Work instructions >> Tell how many lines in the data hold "metal", giving that figure alone.

Material provided >>
_ _ _ _ _

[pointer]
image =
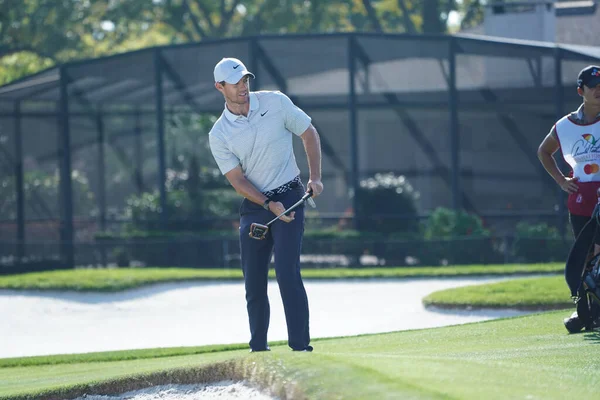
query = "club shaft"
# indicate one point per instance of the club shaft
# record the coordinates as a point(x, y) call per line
point(293, 207)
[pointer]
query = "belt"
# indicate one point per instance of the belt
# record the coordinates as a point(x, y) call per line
point(286, 187)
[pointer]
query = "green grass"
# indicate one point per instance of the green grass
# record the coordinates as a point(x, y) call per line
point(127, 278)
point(529, 357)
point(549, 292)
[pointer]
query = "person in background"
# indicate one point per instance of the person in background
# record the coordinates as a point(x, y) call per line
point(577, 136)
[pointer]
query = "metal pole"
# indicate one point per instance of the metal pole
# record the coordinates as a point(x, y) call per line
point(559, 112)
point(352, 110)
point(19, 184)
point(139, 176)
point(454, 128)
point(101, 182)
point(254, 64)
point(101, 172)
point(160, 132)
point(66, 189)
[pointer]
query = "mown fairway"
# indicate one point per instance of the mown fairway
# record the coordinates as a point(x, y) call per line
point(528, 357)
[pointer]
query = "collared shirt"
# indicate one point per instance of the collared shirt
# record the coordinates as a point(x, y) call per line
point(578, 117)
point(260, 143)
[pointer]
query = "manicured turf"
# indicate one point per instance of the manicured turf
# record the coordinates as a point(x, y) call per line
point(127, 278)
point(526, 357)
point(529, 357)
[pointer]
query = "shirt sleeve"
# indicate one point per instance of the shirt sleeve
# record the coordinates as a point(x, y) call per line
point(226, 160)
point(295, 120)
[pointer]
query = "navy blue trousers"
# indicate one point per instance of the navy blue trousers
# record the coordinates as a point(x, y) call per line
point(284, 239)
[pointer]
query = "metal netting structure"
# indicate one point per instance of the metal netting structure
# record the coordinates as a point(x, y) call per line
point(459, 116)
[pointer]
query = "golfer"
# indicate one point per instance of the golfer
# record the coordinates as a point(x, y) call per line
point(577, 135)
point(251, 143)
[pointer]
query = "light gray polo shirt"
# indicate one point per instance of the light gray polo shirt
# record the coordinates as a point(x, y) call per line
point(262, 142)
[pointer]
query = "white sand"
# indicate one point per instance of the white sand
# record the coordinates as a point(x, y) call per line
point(225, 390)
point(196, 314)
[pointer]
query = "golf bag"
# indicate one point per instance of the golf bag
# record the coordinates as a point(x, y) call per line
point(582, 275)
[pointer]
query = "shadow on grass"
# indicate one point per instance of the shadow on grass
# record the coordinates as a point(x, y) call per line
point(593, 336)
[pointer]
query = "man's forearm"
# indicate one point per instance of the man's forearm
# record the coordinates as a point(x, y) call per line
point(550, 165)
point(245, 188)
point(312, 146)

_ _ _ _ _

Result below >> 4